▶ [Exercise objective]: Count the lines in the listing below that contain the word "hair" and give only that number.

▶ [Entries supplied]:
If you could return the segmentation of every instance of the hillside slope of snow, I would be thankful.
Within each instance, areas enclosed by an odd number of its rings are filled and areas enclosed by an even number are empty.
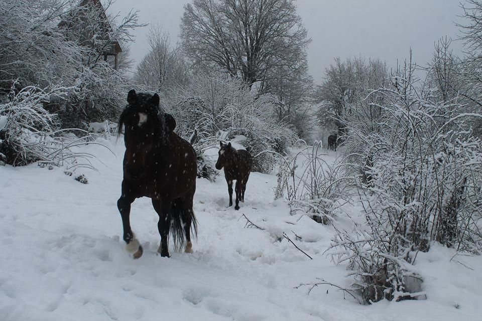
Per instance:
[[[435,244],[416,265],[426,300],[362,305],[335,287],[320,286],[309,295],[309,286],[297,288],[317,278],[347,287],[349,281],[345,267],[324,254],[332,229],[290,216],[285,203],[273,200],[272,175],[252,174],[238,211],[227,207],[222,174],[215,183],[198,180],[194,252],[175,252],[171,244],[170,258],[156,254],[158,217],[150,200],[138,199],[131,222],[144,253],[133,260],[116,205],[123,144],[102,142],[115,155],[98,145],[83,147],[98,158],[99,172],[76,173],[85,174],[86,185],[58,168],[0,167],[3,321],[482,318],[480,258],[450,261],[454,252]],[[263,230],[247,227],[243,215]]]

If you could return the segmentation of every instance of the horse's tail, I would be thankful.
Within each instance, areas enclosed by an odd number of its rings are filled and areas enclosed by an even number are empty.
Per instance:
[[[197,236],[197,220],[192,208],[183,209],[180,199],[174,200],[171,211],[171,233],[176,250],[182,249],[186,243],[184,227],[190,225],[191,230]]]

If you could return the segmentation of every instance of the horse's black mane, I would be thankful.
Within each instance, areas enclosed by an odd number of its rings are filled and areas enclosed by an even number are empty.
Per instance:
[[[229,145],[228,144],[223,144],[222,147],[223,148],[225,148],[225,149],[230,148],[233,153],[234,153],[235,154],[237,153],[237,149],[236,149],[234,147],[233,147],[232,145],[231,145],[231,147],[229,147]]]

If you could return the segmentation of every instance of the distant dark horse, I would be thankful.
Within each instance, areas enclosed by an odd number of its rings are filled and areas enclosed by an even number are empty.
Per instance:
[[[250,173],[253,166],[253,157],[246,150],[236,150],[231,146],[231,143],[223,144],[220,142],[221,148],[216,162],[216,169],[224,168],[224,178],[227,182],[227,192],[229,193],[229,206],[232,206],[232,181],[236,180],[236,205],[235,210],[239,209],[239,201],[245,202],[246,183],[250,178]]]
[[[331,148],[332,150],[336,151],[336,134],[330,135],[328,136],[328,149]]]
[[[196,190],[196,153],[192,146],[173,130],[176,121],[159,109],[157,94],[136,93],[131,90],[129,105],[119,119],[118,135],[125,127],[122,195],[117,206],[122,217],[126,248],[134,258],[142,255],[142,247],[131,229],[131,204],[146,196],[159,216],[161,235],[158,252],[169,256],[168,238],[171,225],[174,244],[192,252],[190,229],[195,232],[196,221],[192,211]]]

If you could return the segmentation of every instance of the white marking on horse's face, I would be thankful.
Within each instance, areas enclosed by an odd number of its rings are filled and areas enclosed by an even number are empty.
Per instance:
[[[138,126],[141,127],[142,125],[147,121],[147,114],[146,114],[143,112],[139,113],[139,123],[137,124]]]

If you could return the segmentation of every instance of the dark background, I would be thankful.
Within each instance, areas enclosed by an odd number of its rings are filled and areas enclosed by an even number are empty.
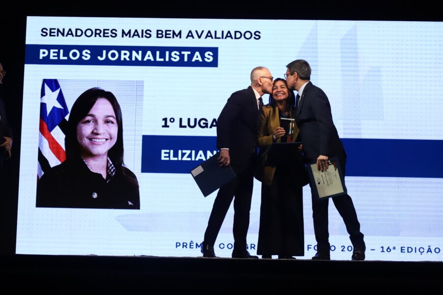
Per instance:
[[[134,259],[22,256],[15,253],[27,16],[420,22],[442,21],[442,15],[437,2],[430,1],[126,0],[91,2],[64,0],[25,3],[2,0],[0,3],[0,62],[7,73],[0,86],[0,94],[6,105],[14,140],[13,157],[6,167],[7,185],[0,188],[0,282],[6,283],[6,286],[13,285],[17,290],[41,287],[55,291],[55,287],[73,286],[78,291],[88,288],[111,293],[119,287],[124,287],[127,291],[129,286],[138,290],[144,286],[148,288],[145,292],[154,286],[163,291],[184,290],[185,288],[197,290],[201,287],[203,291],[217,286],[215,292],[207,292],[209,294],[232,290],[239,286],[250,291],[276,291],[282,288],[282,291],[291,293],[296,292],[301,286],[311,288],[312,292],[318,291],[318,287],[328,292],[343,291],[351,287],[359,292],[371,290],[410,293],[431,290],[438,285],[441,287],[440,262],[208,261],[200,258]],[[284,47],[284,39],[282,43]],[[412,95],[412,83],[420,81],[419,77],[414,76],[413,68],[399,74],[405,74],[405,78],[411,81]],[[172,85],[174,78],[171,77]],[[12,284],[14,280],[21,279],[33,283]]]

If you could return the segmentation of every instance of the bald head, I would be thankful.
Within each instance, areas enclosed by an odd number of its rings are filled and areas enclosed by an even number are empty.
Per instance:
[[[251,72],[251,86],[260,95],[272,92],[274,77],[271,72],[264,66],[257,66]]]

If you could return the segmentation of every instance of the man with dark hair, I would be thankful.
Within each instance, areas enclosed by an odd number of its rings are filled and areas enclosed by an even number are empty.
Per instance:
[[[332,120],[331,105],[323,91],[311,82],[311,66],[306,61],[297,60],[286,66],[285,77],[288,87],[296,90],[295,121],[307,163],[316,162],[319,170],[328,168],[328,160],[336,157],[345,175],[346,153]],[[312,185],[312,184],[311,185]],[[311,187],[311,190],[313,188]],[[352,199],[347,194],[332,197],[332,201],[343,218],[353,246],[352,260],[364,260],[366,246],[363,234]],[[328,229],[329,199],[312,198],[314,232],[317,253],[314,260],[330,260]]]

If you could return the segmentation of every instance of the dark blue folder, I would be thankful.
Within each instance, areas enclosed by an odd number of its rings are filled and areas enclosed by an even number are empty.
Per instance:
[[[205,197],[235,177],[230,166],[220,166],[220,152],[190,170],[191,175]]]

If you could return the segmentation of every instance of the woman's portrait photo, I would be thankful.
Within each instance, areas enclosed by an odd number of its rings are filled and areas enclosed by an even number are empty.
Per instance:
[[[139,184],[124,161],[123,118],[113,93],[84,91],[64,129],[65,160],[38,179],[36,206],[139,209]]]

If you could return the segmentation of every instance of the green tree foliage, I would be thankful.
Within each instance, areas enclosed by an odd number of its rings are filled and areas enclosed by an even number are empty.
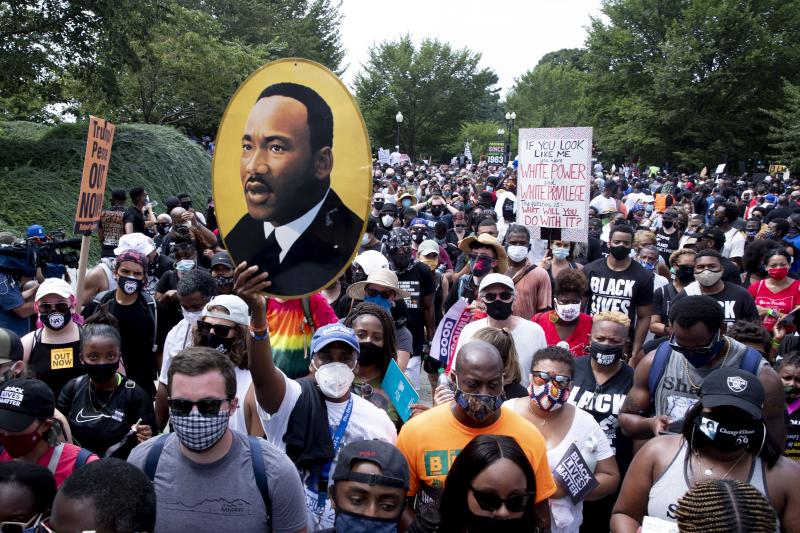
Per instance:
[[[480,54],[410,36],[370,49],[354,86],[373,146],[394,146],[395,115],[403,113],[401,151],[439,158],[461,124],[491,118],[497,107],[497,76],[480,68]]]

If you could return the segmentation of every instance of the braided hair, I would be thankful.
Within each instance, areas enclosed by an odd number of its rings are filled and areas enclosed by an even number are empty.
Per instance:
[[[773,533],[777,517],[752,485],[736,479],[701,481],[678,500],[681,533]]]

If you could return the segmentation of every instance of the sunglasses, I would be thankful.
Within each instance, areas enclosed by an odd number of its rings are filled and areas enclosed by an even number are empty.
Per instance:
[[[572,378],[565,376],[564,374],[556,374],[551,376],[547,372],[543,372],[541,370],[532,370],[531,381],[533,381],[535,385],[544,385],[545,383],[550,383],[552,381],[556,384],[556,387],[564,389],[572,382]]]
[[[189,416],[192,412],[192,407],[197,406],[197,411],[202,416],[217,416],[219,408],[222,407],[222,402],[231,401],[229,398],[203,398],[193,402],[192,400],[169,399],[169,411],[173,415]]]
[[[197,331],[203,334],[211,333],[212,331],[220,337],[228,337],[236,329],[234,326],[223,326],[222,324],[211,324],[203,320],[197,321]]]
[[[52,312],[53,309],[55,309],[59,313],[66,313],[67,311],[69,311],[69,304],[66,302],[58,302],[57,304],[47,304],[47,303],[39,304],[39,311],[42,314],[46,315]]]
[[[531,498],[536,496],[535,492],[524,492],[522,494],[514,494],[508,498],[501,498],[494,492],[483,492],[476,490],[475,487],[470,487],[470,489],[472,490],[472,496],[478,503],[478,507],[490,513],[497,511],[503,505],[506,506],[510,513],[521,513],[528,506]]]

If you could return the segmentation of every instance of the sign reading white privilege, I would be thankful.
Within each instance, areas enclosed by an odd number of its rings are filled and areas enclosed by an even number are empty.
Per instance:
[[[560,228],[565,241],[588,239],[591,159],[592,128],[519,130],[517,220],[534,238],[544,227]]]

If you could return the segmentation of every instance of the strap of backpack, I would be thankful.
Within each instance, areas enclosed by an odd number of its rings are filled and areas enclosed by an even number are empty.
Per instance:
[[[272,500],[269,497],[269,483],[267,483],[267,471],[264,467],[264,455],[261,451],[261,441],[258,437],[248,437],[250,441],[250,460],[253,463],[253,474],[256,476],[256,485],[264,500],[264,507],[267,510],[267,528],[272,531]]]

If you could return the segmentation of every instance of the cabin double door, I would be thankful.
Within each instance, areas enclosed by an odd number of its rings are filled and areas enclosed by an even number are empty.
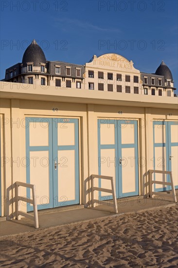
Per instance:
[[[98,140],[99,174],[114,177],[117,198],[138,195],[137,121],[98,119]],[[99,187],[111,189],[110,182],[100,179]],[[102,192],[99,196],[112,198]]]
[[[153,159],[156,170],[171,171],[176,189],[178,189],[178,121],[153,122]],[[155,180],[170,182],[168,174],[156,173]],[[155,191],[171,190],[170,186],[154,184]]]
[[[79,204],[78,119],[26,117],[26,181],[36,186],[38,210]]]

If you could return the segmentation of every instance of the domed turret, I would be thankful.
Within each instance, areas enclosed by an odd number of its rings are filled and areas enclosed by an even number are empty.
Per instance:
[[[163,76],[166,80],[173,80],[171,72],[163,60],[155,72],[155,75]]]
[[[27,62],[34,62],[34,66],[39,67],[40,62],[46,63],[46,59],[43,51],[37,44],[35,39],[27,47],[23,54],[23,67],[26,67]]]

...

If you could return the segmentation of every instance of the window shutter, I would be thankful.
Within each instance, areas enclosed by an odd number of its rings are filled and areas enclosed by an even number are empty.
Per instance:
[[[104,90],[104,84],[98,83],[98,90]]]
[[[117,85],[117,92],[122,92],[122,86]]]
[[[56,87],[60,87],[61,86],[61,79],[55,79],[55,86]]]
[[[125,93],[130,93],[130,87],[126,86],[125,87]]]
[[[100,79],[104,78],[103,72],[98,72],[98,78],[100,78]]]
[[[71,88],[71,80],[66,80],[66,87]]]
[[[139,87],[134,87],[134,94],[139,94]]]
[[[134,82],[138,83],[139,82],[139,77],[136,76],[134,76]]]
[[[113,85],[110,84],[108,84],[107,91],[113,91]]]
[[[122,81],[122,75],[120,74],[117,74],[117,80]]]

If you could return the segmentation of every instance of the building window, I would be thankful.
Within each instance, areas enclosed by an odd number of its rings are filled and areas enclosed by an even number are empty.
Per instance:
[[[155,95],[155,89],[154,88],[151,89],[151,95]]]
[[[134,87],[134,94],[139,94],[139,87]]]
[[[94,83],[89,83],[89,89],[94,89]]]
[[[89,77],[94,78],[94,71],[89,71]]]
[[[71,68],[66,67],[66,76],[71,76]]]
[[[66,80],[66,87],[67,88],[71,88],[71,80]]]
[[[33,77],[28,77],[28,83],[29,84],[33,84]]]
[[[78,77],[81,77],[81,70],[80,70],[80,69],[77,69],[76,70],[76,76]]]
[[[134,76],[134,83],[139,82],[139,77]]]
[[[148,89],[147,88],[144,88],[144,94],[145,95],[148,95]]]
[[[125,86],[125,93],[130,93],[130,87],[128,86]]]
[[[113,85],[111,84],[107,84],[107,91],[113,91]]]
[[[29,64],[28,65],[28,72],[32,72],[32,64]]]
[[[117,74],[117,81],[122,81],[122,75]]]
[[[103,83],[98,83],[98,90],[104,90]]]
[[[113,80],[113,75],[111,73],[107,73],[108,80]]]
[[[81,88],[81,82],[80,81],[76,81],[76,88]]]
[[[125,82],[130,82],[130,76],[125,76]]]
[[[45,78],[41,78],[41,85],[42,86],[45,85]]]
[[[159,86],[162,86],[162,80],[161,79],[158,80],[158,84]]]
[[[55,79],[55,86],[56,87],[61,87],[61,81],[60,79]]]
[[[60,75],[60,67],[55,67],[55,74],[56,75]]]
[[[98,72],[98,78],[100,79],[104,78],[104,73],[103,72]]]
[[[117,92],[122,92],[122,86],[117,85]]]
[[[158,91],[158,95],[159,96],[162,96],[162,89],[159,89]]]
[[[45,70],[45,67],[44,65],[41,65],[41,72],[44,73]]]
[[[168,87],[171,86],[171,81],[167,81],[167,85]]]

...

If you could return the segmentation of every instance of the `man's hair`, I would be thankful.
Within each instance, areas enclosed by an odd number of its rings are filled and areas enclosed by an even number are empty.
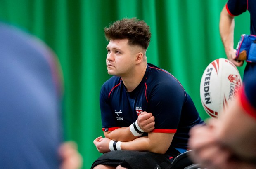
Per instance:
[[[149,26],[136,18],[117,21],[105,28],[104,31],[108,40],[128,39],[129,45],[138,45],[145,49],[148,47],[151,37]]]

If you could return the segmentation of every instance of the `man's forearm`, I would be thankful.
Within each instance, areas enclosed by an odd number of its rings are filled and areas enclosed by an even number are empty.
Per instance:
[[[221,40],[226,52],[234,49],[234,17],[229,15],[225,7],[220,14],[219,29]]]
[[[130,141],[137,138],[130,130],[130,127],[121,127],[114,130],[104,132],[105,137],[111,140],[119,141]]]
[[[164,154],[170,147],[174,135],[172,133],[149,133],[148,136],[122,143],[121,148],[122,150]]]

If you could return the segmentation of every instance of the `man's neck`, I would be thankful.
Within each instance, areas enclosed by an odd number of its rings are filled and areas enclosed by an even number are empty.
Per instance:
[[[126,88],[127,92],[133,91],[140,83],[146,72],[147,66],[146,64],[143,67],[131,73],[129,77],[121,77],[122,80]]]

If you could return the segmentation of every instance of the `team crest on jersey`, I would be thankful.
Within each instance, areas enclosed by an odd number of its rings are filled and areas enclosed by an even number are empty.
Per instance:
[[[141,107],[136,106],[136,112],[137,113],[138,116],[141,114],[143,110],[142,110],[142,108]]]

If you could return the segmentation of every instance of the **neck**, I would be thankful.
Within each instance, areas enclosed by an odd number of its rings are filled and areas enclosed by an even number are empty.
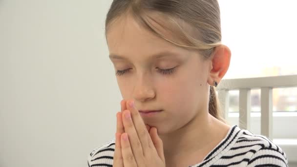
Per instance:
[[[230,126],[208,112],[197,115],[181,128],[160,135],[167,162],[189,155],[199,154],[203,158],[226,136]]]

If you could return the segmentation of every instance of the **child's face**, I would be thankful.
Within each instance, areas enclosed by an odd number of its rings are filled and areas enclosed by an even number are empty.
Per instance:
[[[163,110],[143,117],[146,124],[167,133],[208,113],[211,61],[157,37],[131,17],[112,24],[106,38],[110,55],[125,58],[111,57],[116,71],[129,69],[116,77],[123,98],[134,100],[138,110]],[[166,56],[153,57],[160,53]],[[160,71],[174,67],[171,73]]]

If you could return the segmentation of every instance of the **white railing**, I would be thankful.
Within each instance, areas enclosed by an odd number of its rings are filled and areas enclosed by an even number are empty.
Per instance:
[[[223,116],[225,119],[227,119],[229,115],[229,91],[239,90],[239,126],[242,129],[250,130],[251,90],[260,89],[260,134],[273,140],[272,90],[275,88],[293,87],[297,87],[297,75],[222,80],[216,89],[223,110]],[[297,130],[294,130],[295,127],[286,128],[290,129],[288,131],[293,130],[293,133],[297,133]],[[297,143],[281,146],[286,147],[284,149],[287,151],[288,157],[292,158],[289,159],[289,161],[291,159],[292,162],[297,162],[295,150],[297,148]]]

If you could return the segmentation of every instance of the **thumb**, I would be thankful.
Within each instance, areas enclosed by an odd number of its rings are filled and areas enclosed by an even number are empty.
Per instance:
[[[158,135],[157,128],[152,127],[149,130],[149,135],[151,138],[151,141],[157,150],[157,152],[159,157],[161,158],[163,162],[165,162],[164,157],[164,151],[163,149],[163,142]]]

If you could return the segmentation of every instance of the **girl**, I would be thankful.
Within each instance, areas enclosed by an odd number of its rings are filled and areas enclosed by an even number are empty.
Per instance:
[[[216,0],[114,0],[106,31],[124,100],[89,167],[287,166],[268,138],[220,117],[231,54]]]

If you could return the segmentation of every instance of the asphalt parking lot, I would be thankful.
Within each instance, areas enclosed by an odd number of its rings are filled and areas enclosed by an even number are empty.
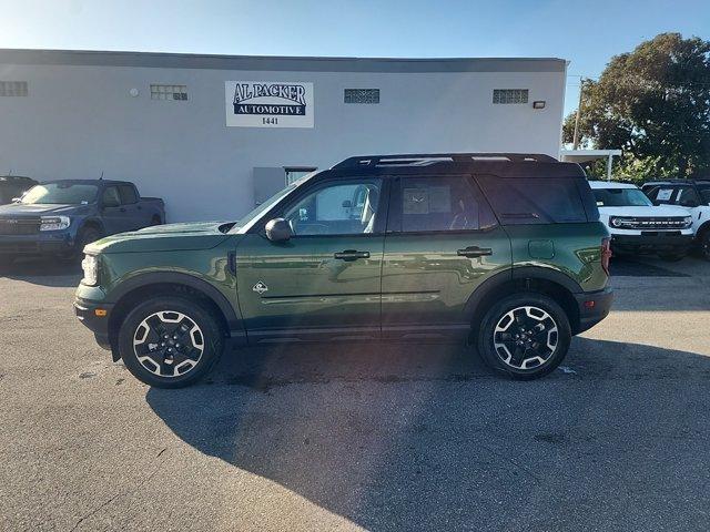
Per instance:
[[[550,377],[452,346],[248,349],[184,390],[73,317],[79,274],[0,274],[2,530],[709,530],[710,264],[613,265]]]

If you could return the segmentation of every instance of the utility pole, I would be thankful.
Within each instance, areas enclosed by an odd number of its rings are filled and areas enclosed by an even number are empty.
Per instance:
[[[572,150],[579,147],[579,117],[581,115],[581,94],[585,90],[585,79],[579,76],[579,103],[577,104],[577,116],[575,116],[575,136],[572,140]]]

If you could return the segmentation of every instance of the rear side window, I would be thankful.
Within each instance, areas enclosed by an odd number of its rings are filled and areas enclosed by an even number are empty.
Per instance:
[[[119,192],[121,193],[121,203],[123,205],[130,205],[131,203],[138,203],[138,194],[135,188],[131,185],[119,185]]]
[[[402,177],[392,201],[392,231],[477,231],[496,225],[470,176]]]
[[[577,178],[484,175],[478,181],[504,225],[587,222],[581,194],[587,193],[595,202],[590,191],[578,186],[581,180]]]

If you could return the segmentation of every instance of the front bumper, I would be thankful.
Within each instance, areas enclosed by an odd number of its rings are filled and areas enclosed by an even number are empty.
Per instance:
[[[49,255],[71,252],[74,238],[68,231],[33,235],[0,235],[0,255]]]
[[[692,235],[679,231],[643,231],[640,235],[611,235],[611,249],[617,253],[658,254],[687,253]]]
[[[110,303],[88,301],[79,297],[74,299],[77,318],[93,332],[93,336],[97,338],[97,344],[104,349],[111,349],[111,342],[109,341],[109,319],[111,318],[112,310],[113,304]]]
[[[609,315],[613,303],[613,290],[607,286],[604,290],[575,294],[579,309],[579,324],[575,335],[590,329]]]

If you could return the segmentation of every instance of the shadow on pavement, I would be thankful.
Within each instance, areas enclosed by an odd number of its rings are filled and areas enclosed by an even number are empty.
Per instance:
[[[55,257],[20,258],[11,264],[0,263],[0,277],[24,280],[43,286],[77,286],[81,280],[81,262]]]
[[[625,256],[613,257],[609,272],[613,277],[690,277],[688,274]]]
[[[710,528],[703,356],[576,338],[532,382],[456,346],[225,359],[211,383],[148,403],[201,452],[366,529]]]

▶ [Answer to this problem]: 3